**Task set:**
1. In the opinion piece on Congress's statements about Kashmir and Balochistan, who opened India's account at the Rio Olympic Games?
2. Carry on the opinion piece on Congress's statements about Kashmir and Balochistan, picking up after its final sentence.

**Article:**
.....
Verbal gymnastics over Kashmir and Balochistan reflect utter confusion within Congress ranks
No one in Congress seems to have a clue what the other is saying. India's principal Opposition party is making India appear as a divided nation on international stage.
Sakshi Malik has soothed a billion frayed nerves by opening India's account at Rio Olympic Games but in order to give a real boost to our medals tally, Indian National Congress leaders should be fielded without delay.
The entire world will then watch transfixed how the senior netas clinch medal after medal with their verbal gymnastics. They will vault over the poles, make volte-faces, un-balance the beams, set the high-bars low and the low-bars high and floor the routines in maneuvers that are sure to floor the global audience. Who knows, we might overtake even the Chinese in gold count.
.....
**Given data:**
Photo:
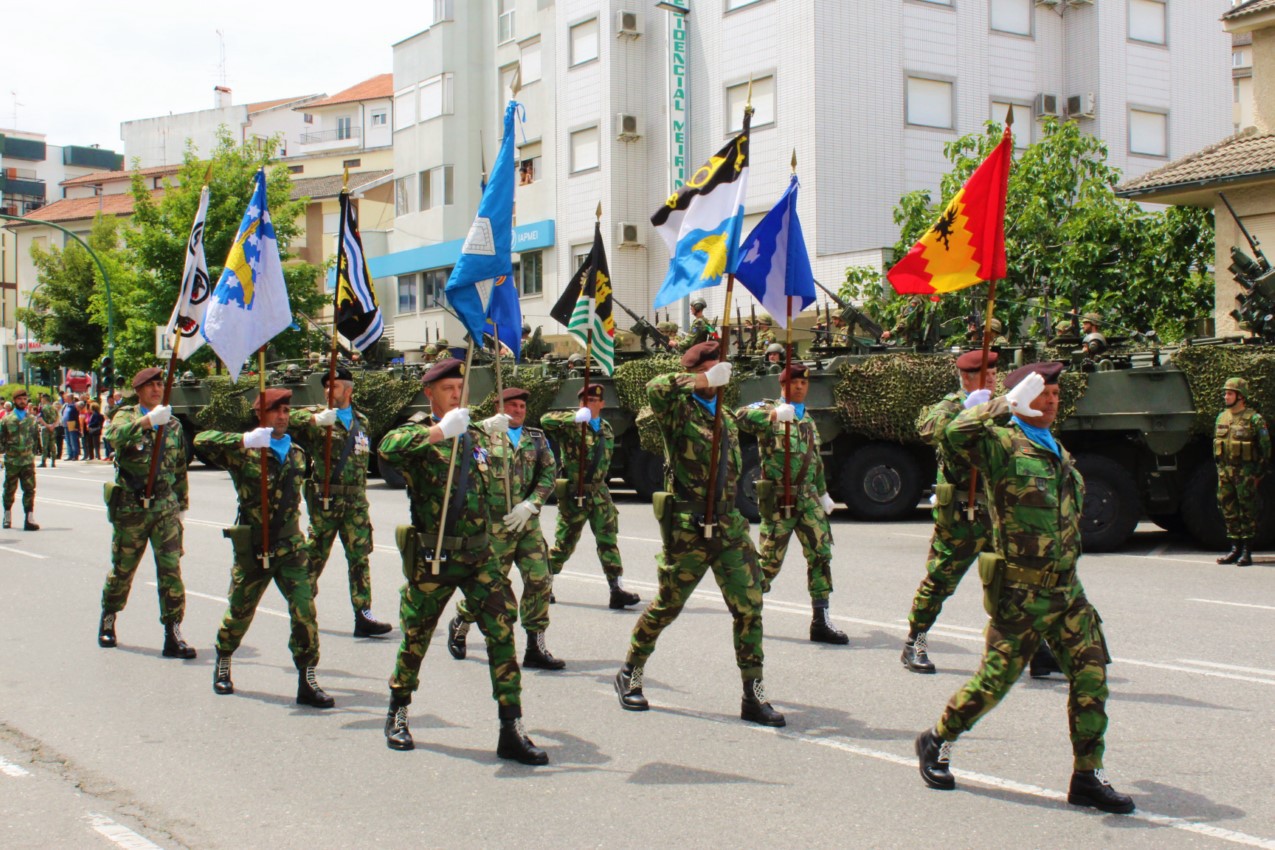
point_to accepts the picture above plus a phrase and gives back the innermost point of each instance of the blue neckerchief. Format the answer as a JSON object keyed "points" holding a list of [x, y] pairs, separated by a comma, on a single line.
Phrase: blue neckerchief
{"points": [[1039, 436], [281, 446]]}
.....
**Outputs by task:**
1. Sakshi Malik.

2.
Well may such calisthenics bring medals, however, Congress and its leaders would do well to remember that mental gymnastics are ill-suited for politics, more so when it concerns matters of foreign policy. The utter confusion that reigns within the ranks of India's grand old party speaks volumes about the rudderless leadership.
No one in Congress seems to have a clue what the other is saying and between igniting and dousing daily flames, India's principal Opposition party is making India appear as a divided nation on international stage.
It is imperative that political parties will have differences. But as a party which has remained in power longer than any other, Congress is well-versed in statecraft. It knows well enough that the spate of contradictory and conflicting statements from its senior leaders ends up weakening India's position and strengthening Islamabad's hand at a time when India is struggling to cope with Pakistan-sponsored insurgency in Kashmir.
There is a proxy war going on in the valley, there is a diplomatic blitzkrieg and propaganda war unleashed by forces inimical to India and all that Congress can do is issue irresponsible statements only to retract it the next day.
Prime Minister Narendra Modi's Balochistan gambit and his references to Gilgit-Baltistan from the ramparts of Red Fort were supposed to divide Pakistan. Strangely, it seems to have divided the Congress instead.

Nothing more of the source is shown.